QUESTIONS TO ANSWER
1. Translate this sentence from the article on coronavirus treatments below into Spanish: "There are a number of companies testing antivirals against Covid-19, the disease caused by the virus."
2. Carry the article on Jim Cramer's views about coronavirus treatments forward from its final sentence.

TEXT PASSAGE
***

CNBC's Jim Cramer said Thursday that he believes that scientists testing treatments for the new coronavirus will succeed in getting patients "out of the hospital faster" and reducing "death sentence" concerns.
"I think the scientists are going to solve it," predicted Cramer, who has been advising stock market investors for weeks not to bet against the drug and biotech companies.
"Someone is going to beat this thing, not in a vaccine form, but making it so that it can be more Tamiflu-like and less scary," he said, referring to Roche's Tamiflu antiviral, which is used to treat seasonal influenza.
There are a number of companies testing antivirals against Covid-19, the disease caused by the virus.
On Thursday, Gilead Sciences said a draft document showing disappointing results from a clinical trial of the company's potential remdesivir treatment for the coronavirus contained "inappropriate characterizations." Gilead also said the study's findings were "inconclusive."
Last week, a report from health-care publication STAT News raised hopes about remdesivir. STAT News said the University of Chicago's phase 3 trial using remdesivir found most coronavirus patients had "rapid recoveries in fever and respiratory symptoms" and were discharged in less than a week. Gilead's clinical trial results involving patients with severe cases are expected this month.
"I do feel better about what Gilead is doing," Cramer said Thursday on "Squawk on the Street."

***

Stored data entries:
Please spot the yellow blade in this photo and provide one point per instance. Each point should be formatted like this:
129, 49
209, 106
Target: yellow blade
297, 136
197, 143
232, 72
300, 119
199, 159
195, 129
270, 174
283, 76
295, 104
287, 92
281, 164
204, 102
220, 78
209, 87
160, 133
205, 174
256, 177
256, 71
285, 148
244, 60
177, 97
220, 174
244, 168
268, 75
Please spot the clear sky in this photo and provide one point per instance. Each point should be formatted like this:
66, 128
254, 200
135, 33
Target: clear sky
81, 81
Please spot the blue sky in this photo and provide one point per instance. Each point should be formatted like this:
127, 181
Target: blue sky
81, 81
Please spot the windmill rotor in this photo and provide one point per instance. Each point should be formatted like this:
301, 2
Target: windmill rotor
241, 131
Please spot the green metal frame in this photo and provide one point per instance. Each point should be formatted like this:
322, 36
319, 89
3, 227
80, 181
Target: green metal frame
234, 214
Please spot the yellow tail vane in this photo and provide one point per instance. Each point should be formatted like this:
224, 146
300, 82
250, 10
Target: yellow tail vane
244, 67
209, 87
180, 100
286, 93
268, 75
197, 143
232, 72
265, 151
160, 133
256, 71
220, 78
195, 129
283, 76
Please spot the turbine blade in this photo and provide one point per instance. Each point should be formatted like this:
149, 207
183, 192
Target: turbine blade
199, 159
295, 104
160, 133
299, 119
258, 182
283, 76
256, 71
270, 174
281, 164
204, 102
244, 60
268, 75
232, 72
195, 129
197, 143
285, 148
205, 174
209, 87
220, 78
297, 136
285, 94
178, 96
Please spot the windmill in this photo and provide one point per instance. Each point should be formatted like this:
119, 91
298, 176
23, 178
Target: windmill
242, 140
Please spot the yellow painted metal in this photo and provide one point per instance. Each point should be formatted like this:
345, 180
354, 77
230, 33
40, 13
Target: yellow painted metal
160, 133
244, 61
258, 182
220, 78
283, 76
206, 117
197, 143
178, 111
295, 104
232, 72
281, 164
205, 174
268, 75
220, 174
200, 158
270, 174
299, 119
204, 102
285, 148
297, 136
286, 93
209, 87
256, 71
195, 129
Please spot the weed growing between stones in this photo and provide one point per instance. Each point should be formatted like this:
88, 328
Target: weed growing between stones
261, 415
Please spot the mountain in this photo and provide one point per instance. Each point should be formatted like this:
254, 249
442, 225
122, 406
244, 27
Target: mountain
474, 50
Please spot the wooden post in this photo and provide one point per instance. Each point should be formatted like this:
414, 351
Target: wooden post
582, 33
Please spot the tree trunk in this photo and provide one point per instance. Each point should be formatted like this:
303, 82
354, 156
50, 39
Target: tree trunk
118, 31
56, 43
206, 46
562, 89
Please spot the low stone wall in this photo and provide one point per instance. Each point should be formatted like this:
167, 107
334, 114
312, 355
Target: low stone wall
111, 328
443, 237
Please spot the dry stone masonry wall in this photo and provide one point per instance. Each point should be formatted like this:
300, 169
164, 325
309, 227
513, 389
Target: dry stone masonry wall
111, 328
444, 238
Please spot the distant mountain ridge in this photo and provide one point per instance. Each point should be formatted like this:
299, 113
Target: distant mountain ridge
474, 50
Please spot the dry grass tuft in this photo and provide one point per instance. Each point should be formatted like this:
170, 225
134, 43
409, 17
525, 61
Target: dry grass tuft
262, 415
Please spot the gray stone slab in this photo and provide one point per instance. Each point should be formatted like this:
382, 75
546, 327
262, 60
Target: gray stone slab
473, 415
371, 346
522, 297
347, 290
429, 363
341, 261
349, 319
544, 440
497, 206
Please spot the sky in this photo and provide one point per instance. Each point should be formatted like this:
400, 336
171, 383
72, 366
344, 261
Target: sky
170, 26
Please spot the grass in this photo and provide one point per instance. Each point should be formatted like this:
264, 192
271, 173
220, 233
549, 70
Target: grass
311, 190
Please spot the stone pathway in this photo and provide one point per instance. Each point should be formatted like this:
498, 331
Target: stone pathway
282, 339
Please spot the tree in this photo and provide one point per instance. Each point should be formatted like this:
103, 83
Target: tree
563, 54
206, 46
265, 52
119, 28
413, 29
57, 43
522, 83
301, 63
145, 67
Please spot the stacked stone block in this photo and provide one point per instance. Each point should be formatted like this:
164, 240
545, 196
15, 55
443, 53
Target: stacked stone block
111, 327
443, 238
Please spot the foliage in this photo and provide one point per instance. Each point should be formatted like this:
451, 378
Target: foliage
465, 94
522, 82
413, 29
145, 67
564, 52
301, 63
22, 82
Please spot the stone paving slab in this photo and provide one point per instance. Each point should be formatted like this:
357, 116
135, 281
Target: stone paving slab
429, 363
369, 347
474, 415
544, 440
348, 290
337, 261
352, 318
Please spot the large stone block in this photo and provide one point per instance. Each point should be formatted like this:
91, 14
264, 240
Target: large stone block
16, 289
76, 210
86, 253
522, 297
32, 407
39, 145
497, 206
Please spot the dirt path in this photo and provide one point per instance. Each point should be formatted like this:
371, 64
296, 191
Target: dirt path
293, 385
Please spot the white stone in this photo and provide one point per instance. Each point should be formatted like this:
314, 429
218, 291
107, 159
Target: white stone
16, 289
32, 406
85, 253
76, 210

***

ANSWERS FOR THE EXERCISE
1. Hay varias empresas que están probando antivirales contra la Covid-19, la enfermedad causada por el virus.

2.
"One of these things is going to stick as antiviral to get people out of the hospital faster," he added. "That would be a major change in psychology in this country if you did not think a death sentence meant going to the hospital."
On the vaccine front, there are also many companies hard at work, including Moderna, whose CEO Stephane Bancel told CNBC last week that the biotech firm hopes to be "ready commercially" to make a vaccine widely available in the U.S. in 2021.
"Vaccines are far away," Cramer said, while acknowledging that "Moderna may be in the lead."
While saying a Covid-19 antiviral would bring down the "fear level" in the U.S., Cramer said, "If we get a vaccine, we will have some degree of normalcy" return to the American way of life.
Despite no vaccine, antiviral or even widespread testing, some states are moving forward with plans to reopen parts of their economies as the rate of new daily infection trends lower. White House health officials have advised against such moves, saying it's too soon.
U.S. coronavirus cases, the most of any country in the world, surpassed 842,600 with 46,838 deaths, according to data from Johns Hopkins University early Thursday. Globally, there are more than 2.6 million cases and 180,000 fatalities.